_Tasks and exercises_.
• A. From the passage on cement mortar thermal simulations, extract the span that begins at the words "The boundary conditions" and stops after the words "BCs across scales.".
• B. Answer these questions using the passage on cement mortar thermal simulations.
(i) From what source was the conductivity of the aerogel extracted?
(ii) What type of models did the Effective Medium Theory approaches include?
(iii) In the 2D configuration, which direction was assumed to be infinite?
• C. Continue the passage on mesoscale simulations of cement mortar with aerogel inclusions from the point where it ends.

_Provided passage_.

Τhe mesoscale simulations of the thermal behavior of various cement mortar compositions have been performed as follows. The conductivity of the aerogel was extracted from the microscale simulations. The conductivity of the cement paste that potentially included other additives, such as perlites, was obtained from the pertinent literature sources, along with the estimation of the effective thermal conductivity of the final product using scanning electron microscopy (SEM) data [13]. These data have been used as input to thermal characterization studies (conductivity estimations) of a cement mortar with the specific aerogel inclusions. Computations included the numerical solution of the conduction–convection equation directly through CFD [16], and the utilization of analytical expressions through Effective Medium Theory (EMT) approximations [15,29]. The analytical phase homogenization approaches for the effective conductivity, $k_{eff}$, of the same composite medium using Effective Medium Theory included Mori–Tanaka type models [30], as follows:

$$k_{eff}=k_{paste}+{\displaystyle \frac{3{\varphi }_{agg}{k}_{paste}\left(k_{agg}-k_{paste}\right)}{3k_{paste}+{\varphi }_{paste}\left(k_{agg}-k_{paste}\right)}},$$

(14)

where ${\varphi }_i$ and $k_i$ are the volume fractions and thermal conductivities of phase i, respectively, with i as the aggregate (agg) or the paste (paste) phase, accordingly.

In view of the increased complexity of the mesoscale representations of multiphasic materials, and for reasons of minimal computational cost and increased accuracy of the resulting CFD simulations, the mesoscale investigations were divided into two representative configurations. One configuration pertained to the study of the thermal behavior of the multilayered material along its macroscopic heat gradient (paste thickness or depth), with the inclusions equidistantly distributed within. This was studied on a 2D principal plane that included the direction along the thickness (depth), z, and one direction transversal to the heat gradient (for instance, x), with the assumption that its other transversal direction (y) was infinite, that is, translationally periodic, Figure 2. The second route was the 3D reconstruction of a representative layer of the material with randomly distributed spherical aerogel inclusions within and its study using 3D heat flow calculations, assuming translational periodicity on the outer boundaries, Figure 3.

The boundary conditions applied on the mesoscopic simulations also were not intended to reflect actual simulation environments. They were used to extract the overall effective conductivity value, and allow comparing it with the experimental values in an effective formulation, i.e., measured in typical conditions following a typical measuring protocol. They were supposed to reflect the BCs of the microscopic simulations, since this is a prescription of the hierarchical approach used, i.e., using typical and similar BCs across scales.

_Data provided_.
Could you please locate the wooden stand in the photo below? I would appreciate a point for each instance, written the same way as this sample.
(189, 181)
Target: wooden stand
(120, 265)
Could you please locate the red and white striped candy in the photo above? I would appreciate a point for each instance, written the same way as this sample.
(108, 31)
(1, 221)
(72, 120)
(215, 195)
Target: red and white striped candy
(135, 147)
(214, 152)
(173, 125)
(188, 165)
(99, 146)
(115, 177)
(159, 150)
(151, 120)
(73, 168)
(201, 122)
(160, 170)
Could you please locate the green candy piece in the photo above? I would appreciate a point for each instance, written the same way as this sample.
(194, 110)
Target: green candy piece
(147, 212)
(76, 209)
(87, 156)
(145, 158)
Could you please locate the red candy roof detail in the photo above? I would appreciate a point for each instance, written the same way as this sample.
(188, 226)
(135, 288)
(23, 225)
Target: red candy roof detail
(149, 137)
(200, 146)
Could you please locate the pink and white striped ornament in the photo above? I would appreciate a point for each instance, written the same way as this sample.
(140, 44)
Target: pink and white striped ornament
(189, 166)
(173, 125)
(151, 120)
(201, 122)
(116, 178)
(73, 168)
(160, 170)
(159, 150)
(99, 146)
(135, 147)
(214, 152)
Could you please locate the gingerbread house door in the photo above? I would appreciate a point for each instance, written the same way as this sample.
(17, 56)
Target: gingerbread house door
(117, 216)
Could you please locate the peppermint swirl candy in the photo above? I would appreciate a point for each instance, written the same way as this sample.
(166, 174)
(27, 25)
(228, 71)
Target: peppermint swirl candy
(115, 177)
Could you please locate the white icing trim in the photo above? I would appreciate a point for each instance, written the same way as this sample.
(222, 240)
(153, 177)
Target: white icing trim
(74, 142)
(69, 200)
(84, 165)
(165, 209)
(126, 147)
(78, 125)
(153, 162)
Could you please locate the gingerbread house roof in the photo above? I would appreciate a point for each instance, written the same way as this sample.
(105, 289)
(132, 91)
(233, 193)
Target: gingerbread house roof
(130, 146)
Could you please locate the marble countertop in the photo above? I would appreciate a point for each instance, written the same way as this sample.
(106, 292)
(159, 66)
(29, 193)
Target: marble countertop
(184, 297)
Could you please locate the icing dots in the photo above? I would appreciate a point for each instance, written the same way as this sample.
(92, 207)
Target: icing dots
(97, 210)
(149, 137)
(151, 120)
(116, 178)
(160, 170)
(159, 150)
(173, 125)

_Written responses_.
• A.
The boundary conditions applied on the mesoscopic simulations also were not intended to reflect actual simulation environments. They were used to extract the overall effective conductivity value, and allow comparing it with the experimental values in an effective formulation, i.e., measured in typical conditions following a typical measuring protocol. They were supposed to reflect the BCs of the microscopic simulations, since this is a prescription of the hierarchical approach used, i.e., using typical and similar BCs across scales.

• B.
(i) From the microscale simulations.
(ii) Mori–Tanaka type models.
(iii) The y direction, treated as translationally periodic.

• C.
2.2.1. Two-Dimensional Mesoscale Calculations of Effective Properties Along the Depth

Τhe heat flux, Q_x, of the multilayered material was calculated from the finite element CFD simulations on reconstructed specimens, with the two material phases fully defined spatially [15,31], as in Figure 2a–c. This was entered into Equation (12), where the k_eff of the composite was calculated as if it was a homogeneous phase having the same thermal behavior.

The geometry of the final composition of the cement mortar was simulated on the computer either as a composition of phases in series, Figure 2a, a composition of phases in parallel, Figure 2b, or as one of the phases enclosed in the other one, which acts as a binder, Figure 2c.

The design and operating parameters for the 2D simulations are given in

Table 1. Parameters for 2D CFD simulations.

Parameter	Value/Formula	Description
L	20 mm	total length of representative specimen
n	8	number of monomers per direction
a	L/n	unit cell length
ϕ	0–100%	volume fraction of the aerogel phase
kaero	0.019 W/m K	thermal conductivity of aerogel
kplaster	0.45 W/m K	thermal conductivity of paste
Tupstream	300 K	temperature at upstream face (along the imposed temperature gradient)
Tdownsteam	Tupstream-1 K	temperature at downstream face (along the imposed temperature gradient)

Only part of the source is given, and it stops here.